**WRITTEN TASKS:**
1. In the patent text on ad relevance, what does the ad server compare metadata to?
2. Summarize the patent text on ad relevance in two sentences.
3. Continue the patent text on ad relevance from its last sentence.

**SELECTION:**
<<<<

This patent discloses a method to increase the relevance of advertisements displayed on the Internet. An ad server may receive a request for an advertisement from a web server. The ad server may compare metadata to online advertisements within an ad database. The metadata may include data about the user obtained from at least two websites through a lifestreaming process.

The comparison may seek out a best match between the advertisements and the metadata and serve the resulting advertisement to the web server.

The patent application provides details of how this system might work as well as some examples that put it into perspective.

Here's the first of them:

An online DVD rental service shows that Bob likes to rent movies on weekends from an online DVD rental service. Consider a scenario where system has retrieved application programming interfaces (APIs) from a popular online Digital Video Disc (DVD) rental service and those APIs demonstrate that user Bob has tendency to rent movies on weekends.

In addition, system previously retrieved a message posted by Bob on a free social networking and micro-blogging service, where the message as "Watching movie in Mxim Theater, 5800 Zoo Drive, Kansas City, Mo." In more recent retrievals, system has obtained metadata that indicates Bob has been listening to songs from the movie Screech on a United Kingdom-based Internet radio and music community website. Bob also had identified a trailer of the movie Screech on a video sharing website as being a favorite trailer.

>>>>

**EXTRACTED MATERIAL:**
<<<<

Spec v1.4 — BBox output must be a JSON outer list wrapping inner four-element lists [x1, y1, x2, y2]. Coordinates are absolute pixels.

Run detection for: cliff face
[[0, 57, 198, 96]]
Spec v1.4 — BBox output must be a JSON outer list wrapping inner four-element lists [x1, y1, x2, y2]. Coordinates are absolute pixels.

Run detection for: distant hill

>>>>

**ANSWERS GIVEN:**
1. Online advertisements within an ad database.

2. The patent describes a method in which an ad server receives a request from a web server, compares metadata about a user, gathered from at least two websites through lifestreaming, to advertisements in an ad database, and serves the best match. In the first example, the system draws on Bob's habit of renting movies on weekends, a message he posted about watching a movie at a theater, his listening to songs from the movie Screech, and his marking its trailer as a favorite.

3.
Today, Friday and the first day of the weekend, Bob has requested a webpage (FIG. 1) that details new movie releases and includes a position for an advertisement. With all above personal data about Bob's activity maintained as metadata, system may use metadata to retrieve an advertisement from ad database that may be closest to "Buy tickets for movie Screech in Mxim Theater." The ad then may be served into webpage.

The advertising system might draw all of Bob's activities that it sees together to decide upon the best advertisement to show him from their database of available ads, upon the premise that he would be more likely to click upon that ad.

Another example describes how the actions of "friends" on social networking sites might also play a role in the advertisements that we might see.

The patent filing primarily focuses upon describing how advertisements might be custom delivered to viewers based upon this activity data. There's only one brief sentence that tells us that other non-advertisement based content could also use this kind of information, and it doesn't layout much in the way of details:

The lifestreaming metadata also may enable websites to personalize content according to the user activities.

Conclusion

There have been a number of patent filings and whitepapers from the major search engines that describe how search history and browsing history might be used to personalize advertisements. This patent filing from Yahoo describes a way of actively crawling the Web and gathering data from other sources to collect information about individuals and determine what ads to show them.

In What Personalization Means to Search, I wrote about how Search Engines might turn to "analyzing footprints people leave on the Web" to provide personalization to searchers. I also asked what that might imply in terms of privacy.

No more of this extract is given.